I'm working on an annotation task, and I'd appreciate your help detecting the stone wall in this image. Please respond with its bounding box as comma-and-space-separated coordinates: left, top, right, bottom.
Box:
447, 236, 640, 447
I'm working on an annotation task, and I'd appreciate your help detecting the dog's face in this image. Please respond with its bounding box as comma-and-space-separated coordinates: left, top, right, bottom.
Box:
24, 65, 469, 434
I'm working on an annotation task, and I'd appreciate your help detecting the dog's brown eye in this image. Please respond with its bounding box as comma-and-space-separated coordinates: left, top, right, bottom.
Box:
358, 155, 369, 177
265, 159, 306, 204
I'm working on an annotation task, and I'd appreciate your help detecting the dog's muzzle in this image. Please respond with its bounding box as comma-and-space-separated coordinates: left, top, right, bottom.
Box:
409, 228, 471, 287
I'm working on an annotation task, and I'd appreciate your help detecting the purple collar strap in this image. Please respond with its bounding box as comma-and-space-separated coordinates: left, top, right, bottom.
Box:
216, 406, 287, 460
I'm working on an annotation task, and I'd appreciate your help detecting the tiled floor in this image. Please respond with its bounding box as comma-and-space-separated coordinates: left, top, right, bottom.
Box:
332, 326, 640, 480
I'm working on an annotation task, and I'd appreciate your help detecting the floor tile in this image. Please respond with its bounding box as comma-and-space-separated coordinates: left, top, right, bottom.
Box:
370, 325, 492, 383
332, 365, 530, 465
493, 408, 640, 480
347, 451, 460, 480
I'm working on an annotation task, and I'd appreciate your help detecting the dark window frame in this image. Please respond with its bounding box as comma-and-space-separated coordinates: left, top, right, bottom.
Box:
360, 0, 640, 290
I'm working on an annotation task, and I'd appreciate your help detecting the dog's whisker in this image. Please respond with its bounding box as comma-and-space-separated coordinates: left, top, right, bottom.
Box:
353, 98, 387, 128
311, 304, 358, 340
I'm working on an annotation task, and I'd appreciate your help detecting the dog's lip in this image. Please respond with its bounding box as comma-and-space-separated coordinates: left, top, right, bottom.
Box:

#####

__課題__.
上のデータのうち、「detecting the dark」を含む行から「311, 304, 358, 340」を含む行までを、両端の行も含めて一行も省かずに書き出してください。その際、座標の数値だけを1.2倍にスケーリングし、四捨五入して整数にしてください。

__完成した解答__.
I'm working on an annotation task, and I'd appreciate your help detecting the dark window frame in this image. Please respond with its bounding box as comma-and-space-separated coordinates: left, top, right, bottom.
Box:
432, 0, 768, 348
I'm working on an annotation task, and I'd appreciate your help detecting the dog's whisker in this image. Please respond with its bounding box as comma-and-space-separated coordinates: left, top, right, bottom.
Box:
424, 118, 464, 154
373, 365, 430, 408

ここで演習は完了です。